#### [AIM OF THE EXERCISE]
According to the text on overlapping voice detection, which layers does the second classification model include, in order?

#### [TEXT EXTRACT]
Preferably, when the first classification model is trained, a loss function may adopt cross entropy (CE) to obtain a model with the best training effect as the first classification model that is finally trained, which obtains an embedding extraction model with better performance. The time-delay neural network tdnn may include context acquisition, a fully connected layer, and a Relu activation function.

It should be noted that the input of each layer of the time-delay neural network tdnn is composed of historical, current, and future features, thereby introducing timing information, which may ensure that the speaker embedding may read the timing audio information and further improve the accuracy of the overlapping voice detection.

Based on any of the above embodiments, in order to further improve the accuracy of the overlapping voice detection, the second classification model may sequentially include four layers of one-dimensional convolutional neural networks, two layers of long and short-term memory recurrent neural networks, one fully connected layer, and one activation function layer.

Preferably, the one-dimensional convolutional neural network sequentially includes a one-dimensional convolution, a normalization layer, a relu activation function, and a maximum pooling layer. The fully connected layer sequentially includes a linear layer, a relu activation function, and a linear layer. The activation function layer may adopt a softmax activation function.

Based on any of the above embodiments, the sample voice includes a sample individual voice of a single speaker and a sample overlapping voice of multiple speakers. The sample single voice and the sample overlapping voice are obtained based on the following steps. The individual voice of any speaker is divided into various sub-bands, and silence from the individual voice of the speaker is removed based on the energy of each sub-band and a preset energy threshold. A data set is constructed based on the individual voice of each speaker after the silence is removed. The individual voice of the single speaker is selected from the data set as a sample individual voice. The individual voice of the speakers is randomly selected from the data set and superimposed to obtain sample overlapping voice of the speakers.

It should be noted that there is no public overlapping audio data set currently, and most data sets generated by researchers are the overlapping audio of the single speaker and two speakers, which may not cover the scenario of the speakers overlapping. Therefore, the disclosure first needs to generate the sample overlapping voice. Specifically, the energy-based voice activity detection algorithm is adopted first to detect a silence part in the individual voice data and remove the silence. That is, the collected individual voice of each speaker is divided into various sub-bands first, and the energy of each sub-band is calculated. According to the energy of each sub-band and the preset energy threshold, the silence from the individual voice of each speaker is removed, so that the individual voice of each speaker is obtained after the silence is removed, and thus the data set is constructed. FIG. 5 is an example diagram of an effect of silence removal provided by the disclosure.

Subsequently, the individual voice of the single speaker may be directly selected from the data set as the sample individual voice, and the individual voice of the speakers may be randomly selected from the data set and superposed to obtain the sample overlapping voice of the speakers, so that sample voice of different overlapping speaker numbers may be obtained for the subsequent multi-classification overlapping voice detection model training.

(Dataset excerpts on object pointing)
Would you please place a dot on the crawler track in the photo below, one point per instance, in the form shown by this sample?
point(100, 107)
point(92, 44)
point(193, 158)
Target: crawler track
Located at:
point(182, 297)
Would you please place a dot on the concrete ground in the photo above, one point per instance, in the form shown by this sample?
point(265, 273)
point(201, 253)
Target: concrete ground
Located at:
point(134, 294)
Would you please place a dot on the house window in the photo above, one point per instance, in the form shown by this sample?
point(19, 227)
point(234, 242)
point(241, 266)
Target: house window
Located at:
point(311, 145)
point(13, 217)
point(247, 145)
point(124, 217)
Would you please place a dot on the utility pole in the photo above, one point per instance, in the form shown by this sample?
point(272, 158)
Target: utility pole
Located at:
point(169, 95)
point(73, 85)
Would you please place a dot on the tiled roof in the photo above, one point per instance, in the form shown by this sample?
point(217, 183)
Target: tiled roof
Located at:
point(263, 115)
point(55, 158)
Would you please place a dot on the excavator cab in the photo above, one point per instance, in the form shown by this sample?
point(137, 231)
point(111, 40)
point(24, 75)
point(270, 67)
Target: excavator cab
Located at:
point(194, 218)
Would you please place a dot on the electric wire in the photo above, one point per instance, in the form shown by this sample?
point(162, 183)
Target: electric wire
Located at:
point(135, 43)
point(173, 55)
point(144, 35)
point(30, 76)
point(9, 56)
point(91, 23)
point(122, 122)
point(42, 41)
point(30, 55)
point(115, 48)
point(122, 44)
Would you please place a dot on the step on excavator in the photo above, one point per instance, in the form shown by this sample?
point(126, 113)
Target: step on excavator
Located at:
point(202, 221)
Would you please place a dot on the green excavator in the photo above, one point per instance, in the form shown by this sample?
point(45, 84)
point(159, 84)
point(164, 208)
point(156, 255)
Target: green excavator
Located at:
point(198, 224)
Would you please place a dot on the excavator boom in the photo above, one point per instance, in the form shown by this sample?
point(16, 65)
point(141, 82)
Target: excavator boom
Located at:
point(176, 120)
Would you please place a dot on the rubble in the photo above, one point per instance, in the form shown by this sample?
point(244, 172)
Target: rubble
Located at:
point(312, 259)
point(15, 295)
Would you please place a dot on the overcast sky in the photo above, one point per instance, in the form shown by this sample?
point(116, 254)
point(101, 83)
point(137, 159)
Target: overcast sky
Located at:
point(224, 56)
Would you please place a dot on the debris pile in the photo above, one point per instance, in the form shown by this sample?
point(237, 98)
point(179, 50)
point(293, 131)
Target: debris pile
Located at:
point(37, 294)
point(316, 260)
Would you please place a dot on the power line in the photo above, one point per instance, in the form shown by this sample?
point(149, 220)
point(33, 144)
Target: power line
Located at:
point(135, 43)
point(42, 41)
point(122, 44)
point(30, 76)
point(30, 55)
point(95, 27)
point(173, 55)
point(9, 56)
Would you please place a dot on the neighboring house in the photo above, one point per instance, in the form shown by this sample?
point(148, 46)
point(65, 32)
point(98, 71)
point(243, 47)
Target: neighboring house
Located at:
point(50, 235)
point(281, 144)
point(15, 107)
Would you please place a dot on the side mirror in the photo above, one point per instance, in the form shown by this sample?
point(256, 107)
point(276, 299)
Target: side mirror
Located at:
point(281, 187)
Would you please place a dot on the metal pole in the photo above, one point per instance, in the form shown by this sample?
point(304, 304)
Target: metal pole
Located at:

#### [EXERCISE RESPONSE]
Four layers of one-dimensional convolutional neural networks, two layers of long and short-term memory recurrent neural networks, one fully connected layer, and one activation function layer.